> _GIVEN RECORDS_

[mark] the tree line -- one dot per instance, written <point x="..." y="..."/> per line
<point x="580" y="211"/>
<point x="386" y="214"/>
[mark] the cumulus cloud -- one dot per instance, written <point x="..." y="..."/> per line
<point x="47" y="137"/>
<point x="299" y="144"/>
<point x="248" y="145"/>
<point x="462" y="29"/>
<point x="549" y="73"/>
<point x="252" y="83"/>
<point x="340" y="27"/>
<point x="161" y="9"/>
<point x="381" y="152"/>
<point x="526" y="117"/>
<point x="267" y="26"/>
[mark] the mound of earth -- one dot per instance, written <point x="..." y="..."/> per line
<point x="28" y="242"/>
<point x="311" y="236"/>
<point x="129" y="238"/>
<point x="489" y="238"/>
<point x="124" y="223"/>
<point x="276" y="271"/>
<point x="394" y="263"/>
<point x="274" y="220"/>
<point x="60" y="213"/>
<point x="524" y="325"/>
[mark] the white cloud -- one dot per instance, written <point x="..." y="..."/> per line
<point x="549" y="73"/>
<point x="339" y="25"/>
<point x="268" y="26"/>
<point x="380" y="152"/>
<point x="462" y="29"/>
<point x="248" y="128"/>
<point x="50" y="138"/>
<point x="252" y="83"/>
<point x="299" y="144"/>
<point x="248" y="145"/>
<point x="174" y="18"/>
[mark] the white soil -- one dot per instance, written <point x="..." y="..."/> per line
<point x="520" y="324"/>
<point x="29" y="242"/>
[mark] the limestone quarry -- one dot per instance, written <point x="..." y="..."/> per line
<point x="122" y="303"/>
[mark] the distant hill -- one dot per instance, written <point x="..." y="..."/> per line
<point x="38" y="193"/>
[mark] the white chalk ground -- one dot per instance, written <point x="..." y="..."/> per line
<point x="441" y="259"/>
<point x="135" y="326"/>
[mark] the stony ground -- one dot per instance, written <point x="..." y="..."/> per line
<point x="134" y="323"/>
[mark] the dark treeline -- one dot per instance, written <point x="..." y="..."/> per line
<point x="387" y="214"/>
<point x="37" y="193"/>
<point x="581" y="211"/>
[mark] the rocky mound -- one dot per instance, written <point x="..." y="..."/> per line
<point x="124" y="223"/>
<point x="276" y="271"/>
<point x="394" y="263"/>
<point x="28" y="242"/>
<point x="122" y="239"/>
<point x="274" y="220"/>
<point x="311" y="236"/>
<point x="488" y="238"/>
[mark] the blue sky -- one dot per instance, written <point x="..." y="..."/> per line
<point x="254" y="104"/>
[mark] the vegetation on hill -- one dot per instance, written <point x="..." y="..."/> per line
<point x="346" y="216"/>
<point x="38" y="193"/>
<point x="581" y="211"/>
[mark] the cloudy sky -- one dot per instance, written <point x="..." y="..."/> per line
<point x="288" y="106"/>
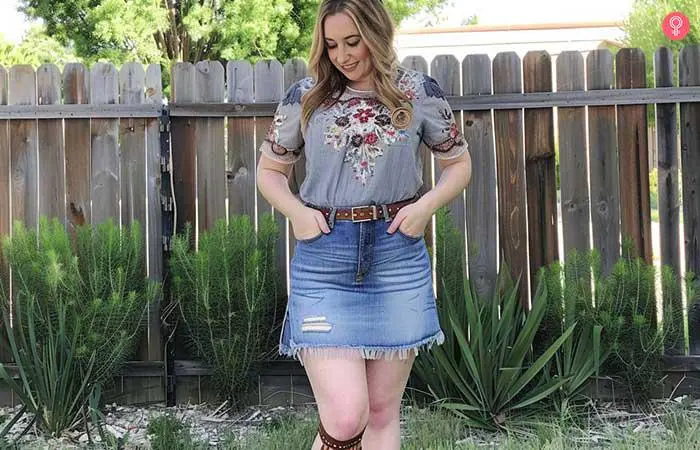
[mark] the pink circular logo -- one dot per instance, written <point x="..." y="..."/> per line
<point x="676" y="26"/>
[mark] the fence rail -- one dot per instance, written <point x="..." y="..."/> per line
<point x="85" y="145"/>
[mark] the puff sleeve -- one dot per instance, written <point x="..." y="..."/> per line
<point x="440" y="131"/>
<point x="284" y="141"/>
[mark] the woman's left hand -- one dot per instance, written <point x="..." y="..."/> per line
<point x="411" y="220"/>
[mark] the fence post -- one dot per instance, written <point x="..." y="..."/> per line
<point x="168" y="226"/>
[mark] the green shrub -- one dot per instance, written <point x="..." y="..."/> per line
<point x="100" y="280"/>
<point x="570" y="302"/>
<point x="78" y="312"/>
<point x="227" y="292"/>
<point x="618" y="318"/>
<point x="485" y="372"/>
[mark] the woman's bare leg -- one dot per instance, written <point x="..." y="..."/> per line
<point x="386" y="382"/>
<point x="340" y="391"/>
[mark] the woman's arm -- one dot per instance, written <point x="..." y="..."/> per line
<point x="456" y="174"/>
<point x="272" y="181"/>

> _DIRECTIONS FOR THIS TASK_
Write out every line of the listing above as a JSON array of strings, one string per line and no blank lines. Leave the pictures out.

> _COMPLETED EXERCISE_
[
  "[mark] the tree line -- one dot per instance, written <point x=\"...\" y=\"...\"/> per line",
  "<point x=\"580\" y=\"211\"/>",
  "<point x=\"386\" y=\"214\"/>",
  "[mark] the cumulus cloud -- one dot per instance, written <point x=\"...\" y=\"...\"/> per line",
  "<point x=\"47\" y=\"137\"/>",
  "<point x=\"299\" y=\"144\"/>",
  "<point x=\"248\" y=\"145\"/>",
  "<point x=\"462\" y=\"29\"/>",
  "<point x=\"549\" y=\"73\"/>",
  "<point x=\"252\" y=\"83\"/>",
  "<point x=\"340\" y=\"27\"/>",
  "<point x=\"161\" y=\"9\"/>",
  "<point x=\"381\" y=\"152\"/>",
  "<point x=\"526\" y=\"117\"/>",
  "<point x=\"267\" y=\"26\"/>",
  "[mark] the mound of earth -- one dot per instance, written <point x=\"...\" y=\"...\"/> per line",
  "<point x=\"28\" y=\"242\"/>",
  "<point x=\"311\" y=\"236\"/>",
  "<point x=\"129\" y=\"238\"/>",
  "<point x=\"489\" y=\"238\"/>",
  "<point x=\"124\" y=\"223\"/>",
  "<point x=\"276\" y=\"271\"/>",
  "<point x=\"394\" y=\"263\"/>",
  "<point x=\"274\" y=\"220\"/>",
  "<point x=\"60\" y=\"213\"/>",
  "<point x=\"524\" y=\"325\"/>",
  "[mark] the white cloud -- one dot per instance, written <point x=\"...\" y=\"...\"/> per line",
  "<point x=\"549\" y=\"73\"/>",
  "<point x=\"339\" y=\"25\"/>",
  "<point x=\"268\" y=\"26\"/>",
  "<point x=\"380\" y=\"152\"/>",
  "<point x=\"462\" y=\"29\"/>",
  "<point x=\"248\" y=\"128\"/>",
  "<point x=\"50\" y=\"138\"/>",
  "<point x=\"252\" y=\"83\"/>",
  "<point x=\"299\" y=\"144\"/>",
  "<point x=\"248\" y=\"145\"/>",
  "<point x=\"174\" y=\"18\"/>",
  "[mark] the white soil -- one dot per instance, written <point x=\"...\" y=\"...\"/> per line",
  "<point x=\"520\" y=\"324\"/>",
  "<point x=\"29\" y=\"242\"/>",
  "[mark] the limestone quarry -- one dot per instance, written <point x=\"...\" y=\"...\"/> per line",
  "<point x=\"122\" y=\"303\"/>",
  "[mark] the distant hill -- one dot per instance, written <point x=\"...\" y=\"...\"/> per line",
  "<point x=\"38\" y=\"193\"/>",
  "[mark] the white chalk ground -- one dot per instance, written <point x=\"...\" y=\"...\"/> per line",
  "<point x=\"441\" y=\"259\"/>",
  "<point x=\"135\" y=\"326\"/>",
  "[mark] the stony ground -- one dot per instance, written <point x=\"...\" y=\"...\"/> per line",
  "<point x=\"134\" y=\"323\"/>",
  "[mark] the dark treeline -- one dot per instance, written <point x=\"...\" y=\"...\"/> per line",
  "<point x=\"387\" y=\"214\"/>",
  "<point x=\"37\" y=\"193\"/>",
  "<point x=\"581\" y=\"211\"/>",
  "[mark] the rocky mound -- one dot per instance, written <point x=\"...\" y=\"...\"/> per line",
  "<point x=\"124\" y=\"223\"/>",
  "<point x=\"276\" y=\"271\"/>",
  "<point x=\"394\" y=\"263\"/>",
  "<point x=\"28\" y=\"242\"/>",
  "<point x=\"122\" y=\"239\"/>",
  "<point x=\"274\" y=\"220\"/>",
  "<point x=\"311\" y=\"236\"/>",
  "<point x=\"488\" y=\"238\"/>",
  "[mark] the blue sky -- one dot per instance, written <point x=\"...\" y=\"...\"/> per line",
  "<point x=\"254\" y=\"104\"/>",
  "[mark] the vegetation on hill -- one dot per instance, written <point x=\"...\" y=\"...\"/> per line",
  "<point x=\"346\" y=\"216\"/>",
  "<point x=\"38\" y=\"193\"/>",
  "<point x=\"581\" y=\"211\"/>",
  "[mark] the cloudy sky -- one dot per instance, written <point x=\"...\" y=\"...\"/> per line",
  "<point x=\"288\" y=\"106\"/>",
  "[mark] the pink circular logo -- one dot per instance, written <point x=\"...\" y=\"...\"/> per line",
  "<point x=\"676\" y=\"26\"/>",
  "[mark] the fence rail -- one dot per instance, written <point x=\"...\" y=\"...\"/> per line",
  "<point x=\"85\" y=\"145\"/>",
  "[mark] the puff sleeve -- one dot per instance, written <point x=\"...\" y=\"...\"/> per line",
  "<point x=\"440\" y=\"131\"/>",
  "<point x=\"284\" y=\"141\"/>",
  "[mark] the woman's left hand -- one dot per instance, written <point x=\"...\" y=\"...\"/> per line",
  "<point x=\"411\" y=\"220\"/>",
  "[mark] the fence post -- one dot per instance, written <point x=\"...\" y=\"...\"/> per line",
  "<point x=\"168\" y=\"226\"/>",
  "[mark] the green shrub -- one dot per instance, written <point x=\"...\" y=\"...\"/> per line",
  "<point x=\"100\" y=\"280\"/>",
  "<point x=\"570\" y=\"302\"/>",
  "<point x=\"78\" y=\"312\"/>",
  "<point x=\"227\" y=\"292\"/>",
  "<point x=\"618\" y=\"318\"/>",
  "<point x=\"485\" y=\"372\"/>",
  "[mark] the woman's bare leg -- one dot per instance, written <point x=\"...\" y=\"...\"/> per line",
  "<point x=\"386\" y=\"382\"/>",
  "<point x=\"340\" y=\"391\"/>",
  "[mark] the woman's arm -- one dot per instance, written <point x=\"...\" y=\"...\"/> per line",
  "<point x=\"456\" y=\"174\"/>",
  "<point x=\"272\" y=\"181\"/>"
]